### WHAT THE EXERCISE ASKS
From the line with "[[190, 273], [594, 165], [366, 217]]" through the line with "[[37, 497], [719, 772], [5, 193]]", repeat the entries verbatim, both end lines included, and add nothing.
--------------------------------
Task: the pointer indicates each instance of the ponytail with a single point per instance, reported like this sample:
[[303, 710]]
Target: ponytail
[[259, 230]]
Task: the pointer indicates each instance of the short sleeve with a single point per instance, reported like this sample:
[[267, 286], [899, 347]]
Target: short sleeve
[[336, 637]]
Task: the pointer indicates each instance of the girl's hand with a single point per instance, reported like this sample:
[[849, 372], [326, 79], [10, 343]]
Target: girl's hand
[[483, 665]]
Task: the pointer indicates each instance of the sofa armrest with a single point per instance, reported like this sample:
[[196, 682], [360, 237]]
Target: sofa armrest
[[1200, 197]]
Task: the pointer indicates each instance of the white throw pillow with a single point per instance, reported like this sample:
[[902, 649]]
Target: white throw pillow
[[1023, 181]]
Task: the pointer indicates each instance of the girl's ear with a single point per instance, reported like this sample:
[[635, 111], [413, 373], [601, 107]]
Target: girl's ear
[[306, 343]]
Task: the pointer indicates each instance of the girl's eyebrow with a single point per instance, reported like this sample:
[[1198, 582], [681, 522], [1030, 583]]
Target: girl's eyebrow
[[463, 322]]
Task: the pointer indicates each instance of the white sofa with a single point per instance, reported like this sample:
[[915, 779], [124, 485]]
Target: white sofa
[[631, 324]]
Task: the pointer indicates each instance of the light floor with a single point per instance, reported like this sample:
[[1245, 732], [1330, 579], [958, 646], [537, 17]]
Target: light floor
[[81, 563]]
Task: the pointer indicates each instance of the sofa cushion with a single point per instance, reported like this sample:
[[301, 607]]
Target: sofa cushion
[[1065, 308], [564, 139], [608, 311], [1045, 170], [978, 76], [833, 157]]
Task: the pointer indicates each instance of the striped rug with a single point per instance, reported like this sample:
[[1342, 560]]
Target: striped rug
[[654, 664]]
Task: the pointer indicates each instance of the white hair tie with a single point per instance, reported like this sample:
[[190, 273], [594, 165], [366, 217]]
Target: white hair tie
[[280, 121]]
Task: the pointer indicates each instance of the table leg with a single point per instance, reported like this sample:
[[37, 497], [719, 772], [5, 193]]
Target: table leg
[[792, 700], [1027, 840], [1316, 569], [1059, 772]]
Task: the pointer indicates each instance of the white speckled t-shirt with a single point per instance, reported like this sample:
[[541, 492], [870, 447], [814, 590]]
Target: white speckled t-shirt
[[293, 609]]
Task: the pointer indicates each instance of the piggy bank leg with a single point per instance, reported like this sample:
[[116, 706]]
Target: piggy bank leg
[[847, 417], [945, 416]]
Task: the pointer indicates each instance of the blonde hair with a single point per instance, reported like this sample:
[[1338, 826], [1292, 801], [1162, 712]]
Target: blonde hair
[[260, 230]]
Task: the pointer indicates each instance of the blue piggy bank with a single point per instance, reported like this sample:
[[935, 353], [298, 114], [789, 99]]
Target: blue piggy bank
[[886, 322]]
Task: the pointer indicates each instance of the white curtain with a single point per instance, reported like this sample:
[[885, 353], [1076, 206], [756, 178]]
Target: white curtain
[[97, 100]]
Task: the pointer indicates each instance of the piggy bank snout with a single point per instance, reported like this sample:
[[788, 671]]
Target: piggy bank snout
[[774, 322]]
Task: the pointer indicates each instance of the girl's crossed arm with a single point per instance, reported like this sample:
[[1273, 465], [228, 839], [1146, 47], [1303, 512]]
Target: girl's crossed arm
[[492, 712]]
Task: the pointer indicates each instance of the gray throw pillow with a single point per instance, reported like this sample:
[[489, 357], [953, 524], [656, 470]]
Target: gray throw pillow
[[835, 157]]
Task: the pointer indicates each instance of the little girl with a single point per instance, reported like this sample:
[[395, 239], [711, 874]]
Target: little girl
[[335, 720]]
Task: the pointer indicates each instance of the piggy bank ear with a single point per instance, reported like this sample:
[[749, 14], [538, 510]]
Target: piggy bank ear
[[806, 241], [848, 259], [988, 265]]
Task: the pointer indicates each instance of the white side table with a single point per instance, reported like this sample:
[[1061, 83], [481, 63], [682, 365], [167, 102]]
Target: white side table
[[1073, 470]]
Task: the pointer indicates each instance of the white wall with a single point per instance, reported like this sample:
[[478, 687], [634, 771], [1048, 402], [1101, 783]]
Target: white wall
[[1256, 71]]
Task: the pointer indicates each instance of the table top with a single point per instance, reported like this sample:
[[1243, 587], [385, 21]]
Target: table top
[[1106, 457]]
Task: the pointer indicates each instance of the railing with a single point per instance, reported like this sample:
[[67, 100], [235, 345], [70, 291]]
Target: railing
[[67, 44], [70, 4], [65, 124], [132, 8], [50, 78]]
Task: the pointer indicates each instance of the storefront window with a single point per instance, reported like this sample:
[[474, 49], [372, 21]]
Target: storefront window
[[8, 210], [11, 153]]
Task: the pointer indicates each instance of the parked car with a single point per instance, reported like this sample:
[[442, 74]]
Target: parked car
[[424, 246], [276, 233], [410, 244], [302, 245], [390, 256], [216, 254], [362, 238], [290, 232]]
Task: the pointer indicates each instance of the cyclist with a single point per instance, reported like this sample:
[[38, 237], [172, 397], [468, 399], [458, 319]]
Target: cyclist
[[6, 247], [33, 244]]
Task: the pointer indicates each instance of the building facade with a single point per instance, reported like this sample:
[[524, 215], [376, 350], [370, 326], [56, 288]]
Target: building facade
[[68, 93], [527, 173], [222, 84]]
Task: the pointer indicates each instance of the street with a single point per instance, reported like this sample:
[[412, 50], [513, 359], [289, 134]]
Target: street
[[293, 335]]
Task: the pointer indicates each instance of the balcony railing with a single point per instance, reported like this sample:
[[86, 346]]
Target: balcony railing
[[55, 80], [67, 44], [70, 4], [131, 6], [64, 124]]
--------------------------------
### RESPONSE TO THIS EXERCISE
[[190, 273], [594, 165], [366, 217]]
Target: white hair tie
[[280, 121]]
Task: the pointer indicates each instance of the table leg with a single point per instance, reported like this sample:
[[37, 497], [719, 772], [5, 193]]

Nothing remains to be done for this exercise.